#### Task statement:
Pull out each line of the listing below that contains the string "woman", and copy each one in full. Matching is case-sensitive.

#### Listed records:
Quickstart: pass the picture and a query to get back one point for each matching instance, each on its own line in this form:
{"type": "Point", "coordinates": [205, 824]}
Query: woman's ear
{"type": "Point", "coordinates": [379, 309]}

...

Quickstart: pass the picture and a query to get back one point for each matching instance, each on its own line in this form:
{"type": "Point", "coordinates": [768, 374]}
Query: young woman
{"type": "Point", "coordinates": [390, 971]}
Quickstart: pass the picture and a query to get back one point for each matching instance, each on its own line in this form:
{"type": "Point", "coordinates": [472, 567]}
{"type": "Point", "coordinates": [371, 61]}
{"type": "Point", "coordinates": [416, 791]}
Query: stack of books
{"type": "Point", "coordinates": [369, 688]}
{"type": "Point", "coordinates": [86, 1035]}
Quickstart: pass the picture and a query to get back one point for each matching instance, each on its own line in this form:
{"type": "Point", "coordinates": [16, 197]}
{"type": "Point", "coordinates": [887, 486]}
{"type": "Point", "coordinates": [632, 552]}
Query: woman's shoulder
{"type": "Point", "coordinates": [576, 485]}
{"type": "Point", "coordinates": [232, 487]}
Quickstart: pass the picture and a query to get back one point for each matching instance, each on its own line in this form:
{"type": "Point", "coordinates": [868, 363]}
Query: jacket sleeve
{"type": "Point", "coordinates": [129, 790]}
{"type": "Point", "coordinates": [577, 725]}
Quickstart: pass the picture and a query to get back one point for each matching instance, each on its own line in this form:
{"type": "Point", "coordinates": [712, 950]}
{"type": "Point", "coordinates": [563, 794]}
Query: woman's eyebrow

==

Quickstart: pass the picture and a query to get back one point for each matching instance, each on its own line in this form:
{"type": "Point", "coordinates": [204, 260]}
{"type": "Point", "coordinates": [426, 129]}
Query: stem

#### The output:
Query: woman's ear
Query: young woman
Query: woman's shoulder
Query: woman's eyebrow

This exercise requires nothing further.